[What to produce]: Word for word, set down the full listing below.

======

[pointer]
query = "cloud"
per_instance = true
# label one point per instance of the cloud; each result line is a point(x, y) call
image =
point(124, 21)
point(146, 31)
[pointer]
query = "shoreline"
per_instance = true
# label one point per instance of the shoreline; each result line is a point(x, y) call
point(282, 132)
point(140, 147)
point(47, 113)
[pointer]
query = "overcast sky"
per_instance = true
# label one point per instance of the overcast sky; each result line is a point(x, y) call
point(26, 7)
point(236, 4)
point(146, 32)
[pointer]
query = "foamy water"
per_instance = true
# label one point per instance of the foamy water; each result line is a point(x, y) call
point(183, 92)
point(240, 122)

======

[Written response]:
[pointer]
query = "cloud"
per_instance = true
# label one point per instance of the cloud; each result line is a point(x, y) call
image =
point(124, 21)
point(146, 31)
[pointer]
query = "shoreline"
per_instance = true
# label one point per instance of the shoreline; each result line is a point(x, y) call
point(282, 132)
point(140, 147)
point(47, 113)
[pointer]
query = "overcast sky"
per_instance = true
# label one point per instance of the overcast sky; each result line is a point(x, y) call
point(26, 7)
point(236, 4)
point(146, 32)
[pointer]
query = "foamy water"
per_instance = true
# label one point per instance of the foamy water; each result line is a point(x, y) call
point(183, 92)
point(240, 122)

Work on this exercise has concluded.